Start to finish, retype the entries exactly while omitting the pictures.
** RECORDS TO PROCESS follows **
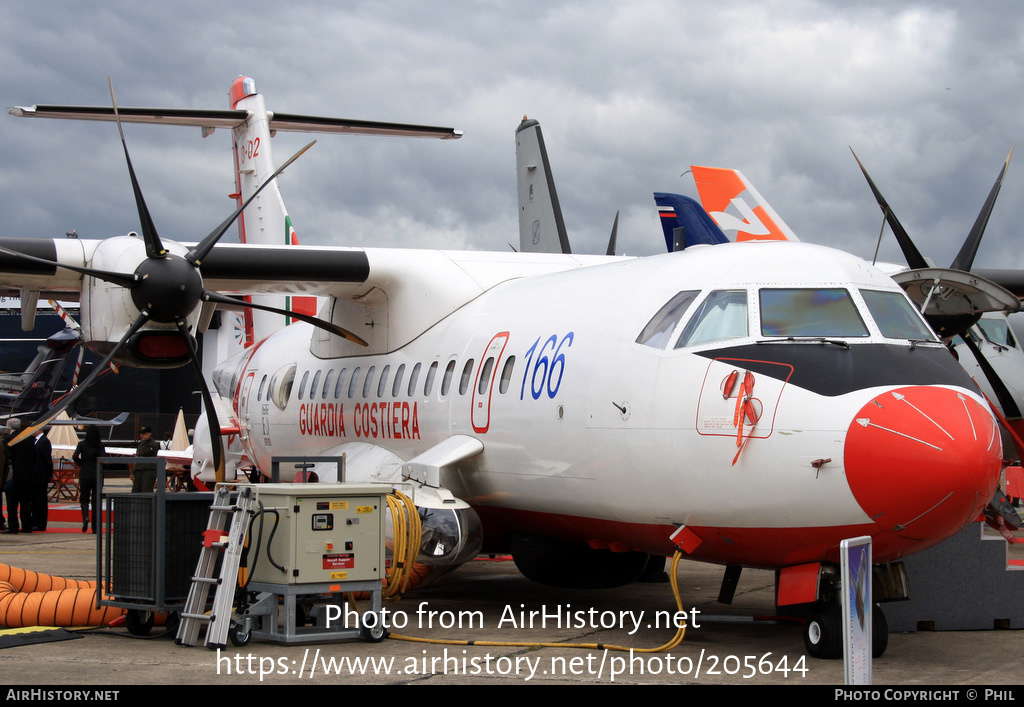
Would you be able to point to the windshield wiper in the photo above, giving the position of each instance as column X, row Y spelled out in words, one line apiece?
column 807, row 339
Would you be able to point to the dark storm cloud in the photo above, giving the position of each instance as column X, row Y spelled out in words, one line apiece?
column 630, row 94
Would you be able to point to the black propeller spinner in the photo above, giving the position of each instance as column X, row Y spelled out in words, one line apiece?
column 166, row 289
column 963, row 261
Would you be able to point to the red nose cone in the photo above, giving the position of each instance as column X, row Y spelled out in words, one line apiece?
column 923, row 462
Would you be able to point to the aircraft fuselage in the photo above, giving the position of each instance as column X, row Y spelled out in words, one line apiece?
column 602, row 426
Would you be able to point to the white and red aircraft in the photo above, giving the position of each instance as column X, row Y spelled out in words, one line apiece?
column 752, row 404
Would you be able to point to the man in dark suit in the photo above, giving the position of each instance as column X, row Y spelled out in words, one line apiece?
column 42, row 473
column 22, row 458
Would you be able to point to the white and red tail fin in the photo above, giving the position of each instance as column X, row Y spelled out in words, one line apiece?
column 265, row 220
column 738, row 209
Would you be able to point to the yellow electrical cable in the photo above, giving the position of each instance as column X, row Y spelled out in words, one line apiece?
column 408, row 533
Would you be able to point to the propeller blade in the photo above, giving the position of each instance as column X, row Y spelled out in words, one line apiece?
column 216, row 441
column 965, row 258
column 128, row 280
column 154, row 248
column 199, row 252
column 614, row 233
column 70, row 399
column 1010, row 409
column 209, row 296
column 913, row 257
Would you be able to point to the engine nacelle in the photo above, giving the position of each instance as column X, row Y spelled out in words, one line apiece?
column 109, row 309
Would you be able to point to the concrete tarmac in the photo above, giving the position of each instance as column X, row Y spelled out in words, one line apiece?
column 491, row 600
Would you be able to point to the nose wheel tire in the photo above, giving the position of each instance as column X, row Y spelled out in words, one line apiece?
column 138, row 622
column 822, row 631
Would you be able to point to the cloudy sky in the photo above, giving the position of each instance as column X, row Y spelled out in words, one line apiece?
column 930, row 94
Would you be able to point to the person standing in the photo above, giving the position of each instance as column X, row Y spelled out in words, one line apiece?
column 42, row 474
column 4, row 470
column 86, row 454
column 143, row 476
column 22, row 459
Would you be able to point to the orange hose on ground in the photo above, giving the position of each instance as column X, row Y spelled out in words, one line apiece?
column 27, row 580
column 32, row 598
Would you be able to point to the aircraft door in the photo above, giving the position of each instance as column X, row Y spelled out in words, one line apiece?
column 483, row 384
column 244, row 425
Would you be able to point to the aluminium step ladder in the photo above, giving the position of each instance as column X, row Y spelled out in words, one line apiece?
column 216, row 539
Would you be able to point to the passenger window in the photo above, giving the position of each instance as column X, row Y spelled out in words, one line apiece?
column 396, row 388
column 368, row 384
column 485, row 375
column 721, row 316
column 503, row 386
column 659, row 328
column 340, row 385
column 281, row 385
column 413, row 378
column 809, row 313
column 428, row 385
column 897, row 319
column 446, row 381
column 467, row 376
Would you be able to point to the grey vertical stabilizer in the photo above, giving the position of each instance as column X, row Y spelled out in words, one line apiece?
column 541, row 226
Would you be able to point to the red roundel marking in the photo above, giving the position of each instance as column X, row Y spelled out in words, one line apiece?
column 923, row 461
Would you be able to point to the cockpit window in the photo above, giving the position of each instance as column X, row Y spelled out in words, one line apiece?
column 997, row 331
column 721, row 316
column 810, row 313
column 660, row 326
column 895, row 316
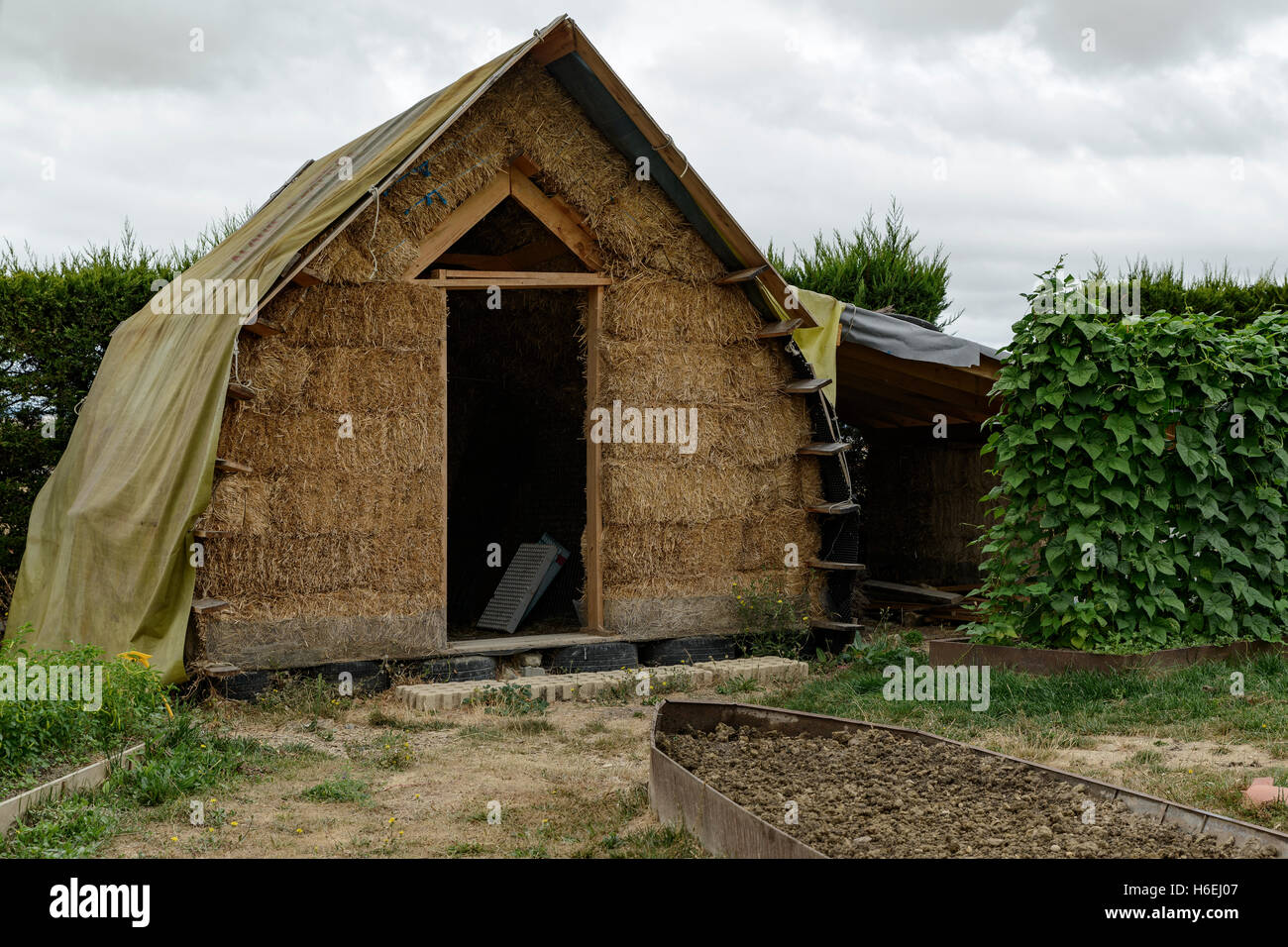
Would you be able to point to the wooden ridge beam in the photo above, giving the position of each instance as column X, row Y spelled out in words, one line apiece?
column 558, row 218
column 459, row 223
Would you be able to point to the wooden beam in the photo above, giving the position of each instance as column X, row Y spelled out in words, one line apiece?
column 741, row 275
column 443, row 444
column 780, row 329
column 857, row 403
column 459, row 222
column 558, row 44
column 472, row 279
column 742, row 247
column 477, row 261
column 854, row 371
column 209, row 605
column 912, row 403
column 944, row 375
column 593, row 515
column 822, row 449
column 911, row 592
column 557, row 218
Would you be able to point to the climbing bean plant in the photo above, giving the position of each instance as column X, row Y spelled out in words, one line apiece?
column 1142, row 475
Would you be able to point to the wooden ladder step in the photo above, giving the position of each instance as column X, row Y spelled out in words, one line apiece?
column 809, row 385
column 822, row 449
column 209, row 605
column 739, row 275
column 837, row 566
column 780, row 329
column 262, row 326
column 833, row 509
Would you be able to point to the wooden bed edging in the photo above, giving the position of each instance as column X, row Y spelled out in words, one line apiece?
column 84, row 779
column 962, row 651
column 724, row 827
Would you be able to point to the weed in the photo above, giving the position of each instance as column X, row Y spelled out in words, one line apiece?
** End of RECORDS TO PROCESS **
*THE ANSWER*:
Would you be able to point to the windshield wiper in the photo above, giving the position of each instance as column X, row Y spelled out in words, one line apiece?
column 807, row 339
Would you be able to point to the dark storm cloud in the photo above, giving the position of each instance as column X, row Y spelled out in words, one line apiece?
column 630, row 94
Would you be able to point to the black propeller spinner in the photo above, giving the position of each instance as column X, row Y spelled out in words, one line apiece?
column 166, row 289
column 963, row 261
Would you be able to point to the red nose cone in the photo above, giving the position of each instance as column X, row Y spelled out in words, one line apiece?
column 923, row 462
Would you be able to point to the aircraft fuselage in the photo above, giving the position of each instance as column X, row Y spelled out in words, one line apiece?
column 602, row 426
Would you be able to point to the white and red aircraft in the photo above, giving the position of each instance as column X, row Y spelled out in words, one line apiece?
column 752, row 404
Would you be able to point to the man in dark suit in the photo above, giving the position of each instance as column X, row Y spelled out in words, one line apiece?
column 42, row 473
column 22, row 458
Would you be able to point to the white and red tail fin in the photo above, giving the position of each instance as column X, row Y spelled out in words, one line apiece?
column 265, row 220
column 738, row 209
Would you be able to point to the yellow electrical cable in the photo above, giving the position of each instance as column X, row Y spelled out in words, one line apiece?
column 408, row 533
Would you be able to point to the propeller blade in the photo above, giving the position of each instance as column X, row Y spelled out in words, one line apiece?
column 216, row 441
column 965, row 258
column 128, row 280
column 154, row 248
column 199, row 252
column 614, row 233
column 70, row 399
column 1010, row 409
column 209, row 296
column 913, row 257
Would you be able to point to the engine nacelle in the photo above, giving the position of each instance as column X, row Y spelled out in words, one line apiece?
column 109, row 309
Would you be able to point to the concrete tarmac in the photo above, giving the position of each instance as column X, row Y spelled out in words, one line apiece?
column 491, row 600
Would you be able to point to the nose wheel tire in the photo above, giving the position of each instance as column X, row Y spelled out in words, one line apiece?
column 138, row 622
column 822, row 631
Would you be able to point to the cloudy sky in the photo above, giving the position of each instance as column X, row Y spelled out in words, one line apiece?
column 930, row 94
Would you be able to point to the person standing in the photo above, giving the position of each instance as column X, row Y spelled out in words, one line apiece?
column 42, row 474
column 4, row 470
column 86, row 454
column 143, row 476
column 22, row 459
Would you be able to point to the orange hose on ground in the photo above, giving the position of each instance as column X, row Y spelled out in words, one line apiece?
column 27, row 580
column 32, row 598
Would you be able to point to the aircraft door in the photo above, giving the position of each instance as column X, row Y spelled out in words, one line apiece?
column 483, row 384
column 244, row 425
Would you be able to point to the aluminium step ladder in the photo above, giving the position of each instance as column X, row Y spelled out in words, one line apiece?
column 216, row 539
Would you be able to point to the passenger window in the photo above, giving the position of each instance as column X, row Y spelled out in words, one line apiece?
column 396, row 388
column 368, row 384
column 485, row 375
column 721, row 316
column 503, row 386
column 659, row 328
column 340, row 385
column 281, row 385
column 413, row 378
column 809, row 313
column 428, row 385
column 897, row 319
column 446, row 381
column 467, row 376
Would you be able to point to the grey vertical stabilizer in the photo above, giving the position of each instance as column X, row Y spelled out in words, one line apiece?
column 541, row 226
Would you be able to point to the red roundel marking in the photo above, giving the position of each instance as column X, row Y spelled out in words, one line apiece?
column 923, row 461
Would you be able to point to the cockpit window in the photo above, giving the position of each instance as column X, row Y spelled out in words, one line apiece?
column 997, row 331
column 721, row 316
column 810, row 313
column 660, row 326
column 895, row 316
Would you be able to point to the wooden ridge beam in the photo above, giving the position of each instance as column X, row Y spelled out in words, one line apiece?
column 558, row 218
column 459, row 223
Would you be able to point to the wooden beam in the photo above, giving the position of each instance as column X, row Y spelled out in words, one line apiece?
column 741, row 275
column 443, row 444
column 780, row 329
column 857, row 403
column 459, row 222
column 558, row 44
column 472, row 279
column 742, row 247
column 477, row 261
column 854, row 371
column 209, row 605
column 912, row 403
column 944, row 375
column 593, row 515
column 822, row 449
column 911, row 592
column 557, row 218
Would you be able to point to the climbing bean plant in the photo above, giving the position of each instance as column X, row Y spelled out in words, one line apiece?
column 1142, row 475
Would you be able to point to the wooden ladder step in the photo above, giving the position of each instance as column X, row Y spelled out in words, one line apiece?
column 809, row 385
column 822, row 449
column 209, row 605
column 739, row 275
column 837, row 566
column 780, row 329
column 262, row 326
column 833, row 509
Would you be able to point to the wooden bed edging in the photo above, giving the position of each instance as column X, row Y spelled out in words, one line apiece?
column 84, row 779
column 962, row 651
column 724, row 827
Would you be able to point to the weed in the photo above, giving the position of each instance as column X, row Y spelled out in words, one line apiece?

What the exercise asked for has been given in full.